Set out as a Markdown table with columns No. and Line the lines that begin with the one containing "tower shown above." and end with the one containing "[246,136,413,327]", both included, numbering each row and skipping blank lines. Leave out every other line.

Records from a collection
○ ○ ○
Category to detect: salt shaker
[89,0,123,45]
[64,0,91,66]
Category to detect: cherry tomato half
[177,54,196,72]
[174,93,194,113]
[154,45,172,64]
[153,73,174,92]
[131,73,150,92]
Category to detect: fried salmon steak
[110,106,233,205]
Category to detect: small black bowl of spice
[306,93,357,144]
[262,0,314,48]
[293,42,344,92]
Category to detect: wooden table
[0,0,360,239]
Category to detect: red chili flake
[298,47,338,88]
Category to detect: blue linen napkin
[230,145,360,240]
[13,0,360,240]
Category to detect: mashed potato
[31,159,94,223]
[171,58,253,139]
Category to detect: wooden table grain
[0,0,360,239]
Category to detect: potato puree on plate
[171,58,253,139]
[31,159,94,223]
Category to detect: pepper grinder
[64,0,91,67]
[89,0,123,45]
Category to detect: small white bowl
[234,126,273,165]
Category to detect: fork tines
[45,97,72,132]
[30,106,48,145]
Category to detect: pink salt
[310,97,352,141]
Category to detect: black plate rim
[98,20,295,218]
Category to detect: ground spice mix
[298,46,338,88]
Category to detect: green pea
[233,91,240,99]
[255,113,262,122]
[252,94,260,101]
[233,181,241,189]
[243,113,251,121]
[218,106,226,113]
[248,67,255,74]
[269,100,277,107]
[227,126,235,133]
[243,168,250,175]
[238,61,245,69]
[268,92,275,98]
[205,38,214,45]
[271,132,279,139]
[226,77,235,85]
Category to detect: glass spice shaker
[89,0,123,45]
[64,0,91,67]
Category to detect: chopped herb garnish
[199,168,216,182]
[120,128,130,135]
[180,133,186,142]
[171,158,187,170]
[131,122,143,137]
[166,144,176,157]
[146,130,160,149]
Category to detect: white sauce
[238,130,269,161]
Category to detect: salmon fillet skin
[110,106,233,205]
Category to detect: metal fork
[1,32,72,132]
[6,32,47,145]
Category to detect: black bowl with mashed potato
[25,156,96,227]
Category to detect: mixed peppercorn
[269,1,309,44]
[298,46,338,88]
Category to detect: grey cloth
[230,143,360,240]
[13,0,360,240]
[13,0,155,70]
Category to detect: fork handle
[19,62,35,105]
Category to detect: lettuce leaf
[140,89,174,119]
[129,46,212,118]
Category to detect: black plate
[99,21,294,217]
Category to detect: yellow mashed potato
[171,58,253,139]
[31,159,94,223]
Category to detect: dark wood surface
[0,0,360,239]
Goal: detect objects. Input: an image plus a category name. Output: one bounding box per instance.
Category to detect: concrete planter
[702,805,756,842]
○ ○ ○
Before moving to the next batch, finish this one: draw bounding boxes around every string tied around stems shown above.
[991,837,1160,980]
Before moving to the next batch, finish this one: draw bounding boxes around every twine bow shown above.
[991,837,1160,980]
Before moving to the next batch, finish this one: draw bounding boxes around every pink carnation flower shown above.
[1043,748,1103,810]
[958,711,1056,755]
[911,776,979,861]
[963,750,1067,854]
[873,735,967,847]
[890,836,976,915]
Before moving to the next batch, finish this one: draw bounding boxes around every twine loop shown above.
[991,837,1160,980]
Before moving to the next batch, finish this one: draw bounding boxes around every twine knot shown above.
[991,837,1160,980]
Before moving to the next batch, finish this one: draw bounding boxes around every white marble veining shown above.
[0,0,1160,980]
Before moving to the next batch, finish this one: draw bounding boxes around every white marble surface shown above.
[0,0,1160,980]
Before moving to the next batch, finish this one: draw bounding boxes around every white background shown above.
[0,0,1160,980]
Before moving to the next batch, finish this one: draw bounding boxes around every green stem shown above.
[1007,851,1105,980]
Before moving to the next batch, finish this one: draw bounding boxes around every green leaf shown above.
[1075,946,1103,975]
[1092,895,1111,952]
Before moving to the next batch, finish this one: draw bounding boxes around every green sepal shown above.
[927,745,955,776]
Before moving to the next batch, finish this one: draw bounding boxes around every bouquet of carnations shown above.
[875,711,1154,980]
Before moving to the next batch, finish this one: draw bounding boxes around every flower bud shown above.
○ ○ ○
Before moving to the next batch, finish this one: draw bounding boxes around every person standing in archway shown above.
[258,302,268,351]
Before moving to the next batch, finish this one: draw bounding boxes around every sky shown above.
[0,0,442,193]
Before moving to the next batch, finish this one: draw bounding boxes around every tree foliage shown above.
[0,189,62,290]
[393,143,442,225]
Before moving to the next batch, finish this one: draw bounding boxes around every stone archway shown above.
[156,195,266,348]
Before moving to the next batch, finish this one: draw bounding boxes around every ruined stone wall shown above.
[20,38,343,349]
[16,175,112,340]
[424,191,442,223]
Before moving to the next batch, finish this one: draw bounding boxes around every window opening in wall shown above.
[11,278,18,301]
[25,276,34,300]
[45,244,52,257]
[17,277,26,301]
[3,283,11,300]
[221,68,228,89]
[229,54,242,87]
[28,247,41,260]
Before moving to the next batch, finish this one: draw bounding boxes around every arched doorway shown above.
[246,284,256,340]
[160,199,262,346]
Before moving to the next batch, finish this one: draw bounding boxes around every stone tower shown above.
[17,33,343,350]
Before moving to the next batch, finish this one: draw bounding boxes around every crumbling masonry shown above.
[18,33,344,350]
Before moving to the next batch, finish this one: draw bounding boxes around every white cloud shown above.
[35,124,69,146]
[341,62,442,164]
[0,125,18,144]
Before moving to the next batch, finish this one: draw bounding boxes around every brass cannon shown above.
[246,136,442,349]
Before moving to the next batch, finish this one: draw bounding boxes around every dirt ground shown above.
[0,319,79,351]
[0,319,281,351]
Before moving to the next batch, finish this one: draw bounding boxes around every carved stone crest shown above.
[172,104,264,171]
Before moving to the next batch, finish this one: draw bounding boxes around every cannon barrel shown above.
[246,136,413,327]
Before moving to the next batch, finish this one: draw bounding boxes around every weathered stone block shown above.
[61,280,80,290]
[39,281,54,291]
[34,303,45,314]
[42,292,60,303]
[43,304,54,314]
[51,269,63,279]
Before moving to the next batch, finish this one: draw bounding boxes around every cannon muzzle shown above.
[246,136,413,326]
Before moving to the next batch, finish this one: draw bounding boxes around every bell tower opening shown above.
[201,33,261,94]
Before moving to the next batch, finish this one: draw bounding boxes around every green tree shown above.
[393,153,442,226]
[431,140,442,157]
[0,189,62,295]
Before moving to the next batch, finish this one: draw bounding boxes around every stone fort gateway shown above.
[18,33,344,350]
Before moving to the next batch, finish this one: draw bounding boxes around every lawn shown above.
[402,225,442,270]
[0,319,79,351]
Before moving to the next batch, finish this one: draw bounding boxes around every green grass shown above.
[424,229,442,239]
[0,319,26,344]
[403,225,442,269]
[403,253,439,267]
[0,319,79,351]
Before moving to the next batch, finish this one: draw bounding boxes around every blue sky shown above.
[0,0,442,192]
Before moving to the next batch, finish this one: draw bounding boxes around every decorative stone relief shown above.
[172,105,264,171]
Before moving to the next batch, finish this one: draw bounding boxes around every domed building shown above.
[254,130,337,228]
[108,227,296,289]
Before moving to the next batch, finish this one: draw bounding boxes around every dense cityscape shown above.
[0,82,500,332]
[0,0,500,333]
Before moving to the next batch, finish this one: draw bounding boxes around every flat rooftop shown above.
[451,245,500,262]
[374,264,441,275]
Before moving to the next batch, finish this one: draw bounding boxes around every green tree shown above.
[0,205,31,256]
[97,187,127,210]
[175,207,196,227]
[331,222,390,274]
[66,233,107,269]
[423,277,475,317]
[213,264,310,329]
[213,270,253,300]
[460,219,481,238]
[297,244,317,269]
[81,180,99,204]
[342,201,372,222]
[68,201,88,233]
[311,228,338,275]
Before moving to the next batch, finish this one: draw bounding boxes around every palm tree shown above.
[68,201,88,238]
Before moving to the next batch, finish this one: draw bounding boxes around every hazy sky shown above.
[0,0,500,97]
○ ○ ○
* _RESPONSE_
| No. | Line |
|---|---|
| 1 | Before moving to the next batch, finish this one: draw bounding boxes around every stone tower shown above. |
| 2 | [17,33,343,350] |
| 3 | Before moving to the next batch, finish this one: draw bounding boxes around every crumbling masonry shown above. |
| 4 | [18,33,344,350] |
| 5 | Before moving to the next batch, finish this one: draw bounding boxes around every white cloud shown above. |
| 6 | [35,124,69,146] |
| 7 | [341,62,442,164] |
| 8 | [0,125,18,144] |
| 9 | Before moving to the next batch, finish this one: draw bounding boxes around every brass cannon shown above. |
| 10 | [246,136,442,349] |
| 11 | Before moving to the next batch, finish this one: draw bounding boxes around every dirt ground shown above. |
| 12 | [0,319,79,351] |
| 13 | [0,319,281,351] |
| 14 | Before moving to the next batch, finish this one: draw bounding boxes around every carved stone crest shown above. |
| 15 | [172,104,264,171] |
| 16 | Before moving to the next batch, finish this one: draw bounding boxes around every cannon barrel shown above. |
| 17 | [246,136,413,327] |